ASSIGNMENT:
Among the entries below, find the lines that hold the word "table" and report them.

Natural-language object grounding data

* * * *

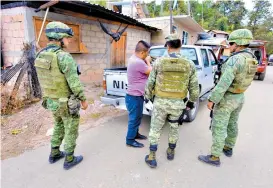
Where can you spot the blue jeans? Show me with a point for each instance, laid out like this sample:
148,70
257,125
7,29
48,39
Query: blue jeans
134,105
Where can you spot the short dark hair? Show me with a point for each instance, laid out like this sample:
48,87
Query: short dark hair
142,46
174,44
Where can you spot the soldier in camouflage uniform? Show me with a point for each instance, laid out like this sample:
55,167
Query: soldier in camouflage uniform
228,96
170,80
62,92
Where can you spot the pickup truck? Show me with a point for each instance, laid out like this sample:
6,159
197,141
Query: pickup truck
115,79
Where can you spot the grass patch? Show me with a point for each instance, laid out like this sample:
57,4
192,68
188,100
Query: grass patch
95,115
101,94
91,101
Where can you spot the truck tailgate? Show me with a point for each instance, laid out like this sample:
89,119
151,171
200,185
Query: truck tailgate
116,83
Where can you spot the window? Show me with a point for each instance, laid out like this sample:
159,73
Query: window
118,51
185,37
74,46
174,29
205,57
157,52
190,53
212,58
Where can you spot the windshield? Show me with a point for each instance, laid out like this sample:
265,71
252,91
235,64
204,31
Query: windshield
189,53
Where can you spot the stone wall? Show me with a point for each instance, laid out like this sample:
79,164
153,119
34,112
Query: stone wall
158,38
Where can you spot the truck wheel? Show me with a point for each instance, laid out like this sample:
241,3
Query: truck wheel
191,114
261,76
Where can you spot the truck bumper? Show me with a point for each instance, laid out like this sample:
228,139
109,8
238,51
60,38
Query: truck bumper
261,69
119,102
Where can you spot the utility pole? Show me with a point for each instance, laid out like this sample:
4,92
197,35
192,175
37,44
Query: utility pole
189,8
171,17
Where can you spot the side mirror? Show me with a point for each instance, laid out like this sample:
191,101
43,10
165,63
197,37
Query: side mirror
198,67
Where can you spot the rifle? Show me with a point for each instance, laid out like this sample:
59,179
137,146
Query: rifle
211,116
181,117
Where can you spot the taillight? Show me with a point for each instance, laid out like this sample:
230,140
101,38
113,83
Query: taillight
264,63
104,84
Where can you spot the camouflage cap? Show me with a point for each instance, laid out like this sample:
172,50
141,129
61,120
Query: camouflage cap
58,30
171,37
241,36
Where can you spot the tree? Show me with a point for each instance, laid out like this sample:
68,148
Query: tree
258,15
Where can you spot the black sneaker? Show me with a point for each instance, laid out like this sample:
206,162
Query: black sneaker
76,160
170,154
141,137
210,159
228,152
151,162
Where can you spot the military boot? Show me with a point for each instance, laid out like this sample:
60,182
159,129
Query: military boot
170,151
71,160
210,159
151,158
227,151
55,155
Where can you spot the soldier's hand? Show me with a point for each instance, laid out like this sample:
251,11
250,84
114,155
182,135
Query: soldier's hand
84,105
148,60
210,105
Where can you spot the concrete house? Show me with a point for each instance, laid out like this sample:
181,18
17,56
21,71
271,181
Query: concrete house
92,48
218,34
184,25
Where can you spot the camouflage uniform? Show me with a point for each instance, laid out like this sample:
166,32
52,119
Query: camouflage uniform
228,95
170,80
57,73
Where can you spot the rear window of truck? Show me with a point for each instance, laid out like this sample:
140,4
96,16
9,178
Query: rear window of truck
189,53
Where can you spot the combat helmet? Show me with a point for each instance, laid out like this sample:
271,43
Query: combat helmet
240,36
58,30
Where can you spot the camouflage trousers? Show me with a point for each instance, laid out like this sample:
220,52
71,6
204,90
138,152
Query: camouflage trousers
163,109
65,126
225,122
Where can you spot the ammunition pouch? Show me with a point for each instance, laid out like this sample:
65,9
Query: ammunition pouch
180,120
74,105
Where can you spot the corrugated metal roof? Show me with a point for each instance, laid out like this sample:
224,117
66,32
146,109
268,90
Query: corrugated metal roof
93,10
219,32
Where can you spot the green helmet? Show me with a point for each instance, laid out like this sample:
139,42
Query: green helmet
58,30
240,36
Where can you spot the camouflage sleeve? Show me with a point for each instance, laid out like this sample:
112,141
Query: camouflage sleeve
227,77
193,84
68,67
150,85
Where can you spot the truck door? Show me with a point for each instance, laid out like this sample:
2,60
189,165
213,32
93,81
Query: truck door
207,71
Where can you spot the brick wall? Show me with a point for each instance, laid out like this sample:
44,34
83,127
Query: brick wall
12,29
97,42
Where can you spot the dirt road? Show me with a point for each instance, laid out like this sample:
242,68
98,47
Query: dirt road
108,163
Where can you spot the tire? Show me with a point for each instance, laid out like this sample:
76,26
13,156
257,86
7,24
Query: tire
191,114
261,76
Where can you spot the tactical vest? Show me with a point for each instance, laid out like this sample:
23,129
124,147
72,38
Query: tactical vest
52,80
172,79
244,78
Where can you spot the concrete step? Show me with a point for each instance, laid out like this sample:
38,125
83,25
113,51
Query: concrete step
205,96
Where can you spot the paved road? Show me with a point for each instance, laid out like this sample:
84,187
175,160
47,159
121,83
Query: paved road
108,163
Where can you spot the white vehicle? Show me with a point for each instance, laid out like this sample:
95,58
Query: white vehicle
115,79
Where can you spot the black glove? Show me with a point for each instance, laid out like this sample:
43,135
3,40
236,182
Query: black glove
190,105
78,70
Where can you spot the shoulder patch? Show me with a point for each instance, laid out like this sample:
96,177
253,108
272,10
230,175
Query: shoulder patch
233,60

* * * *

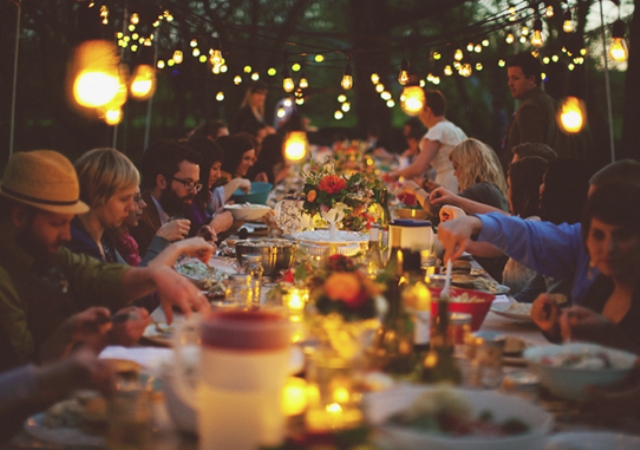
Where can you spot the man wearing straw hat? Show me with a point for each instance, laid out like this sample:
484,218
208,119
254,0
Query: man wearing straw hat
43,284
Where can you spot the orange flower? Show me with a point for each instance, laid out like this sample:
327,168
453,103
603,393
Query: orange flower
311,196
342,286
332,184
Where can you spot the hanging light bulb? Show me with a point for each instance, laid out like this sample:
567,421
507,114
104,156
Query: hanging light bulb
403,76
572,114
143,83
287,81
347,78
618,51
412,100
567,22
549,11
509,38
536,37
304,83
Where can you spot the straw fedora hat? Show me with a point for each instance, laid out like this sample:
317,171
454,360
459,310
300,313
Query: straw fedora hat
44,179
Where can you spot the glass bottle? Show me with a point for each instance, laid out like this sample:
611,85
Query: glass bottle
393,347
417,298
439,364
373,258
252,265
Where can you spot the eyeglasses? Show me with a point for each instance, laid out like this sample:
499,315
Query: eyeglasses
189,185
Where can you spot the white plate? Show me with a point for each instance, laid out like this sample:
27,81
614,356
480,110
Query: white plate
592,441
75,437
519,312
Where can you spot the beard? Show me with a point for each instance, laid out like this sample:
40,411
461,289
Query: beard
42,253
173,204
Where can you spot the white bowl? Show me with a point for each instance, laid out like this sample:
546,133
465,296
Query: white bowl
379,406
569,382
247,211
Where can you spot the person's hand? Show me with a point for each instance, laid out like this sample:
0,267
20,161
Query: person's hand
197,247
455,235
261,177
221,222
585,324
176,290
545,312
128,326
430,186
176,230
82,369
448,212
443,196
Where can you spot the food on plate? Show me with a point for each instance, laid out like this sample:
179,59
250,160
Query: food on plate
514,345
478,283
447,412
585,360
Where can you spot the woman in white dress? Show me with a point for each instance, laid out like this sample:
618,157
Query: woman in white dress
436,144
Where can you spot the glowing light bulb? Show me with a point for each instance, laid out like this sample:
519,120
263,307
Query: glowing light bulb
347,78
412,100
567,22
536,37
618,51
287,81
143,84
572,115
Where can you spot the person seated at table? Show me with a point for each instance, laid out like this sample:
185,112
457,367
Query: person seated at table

* * * *

REPLY TO THE TASK:
Where can you spot the person seated at table? Show me with a point for each instance, laid out like this sample:
Query: person seated at table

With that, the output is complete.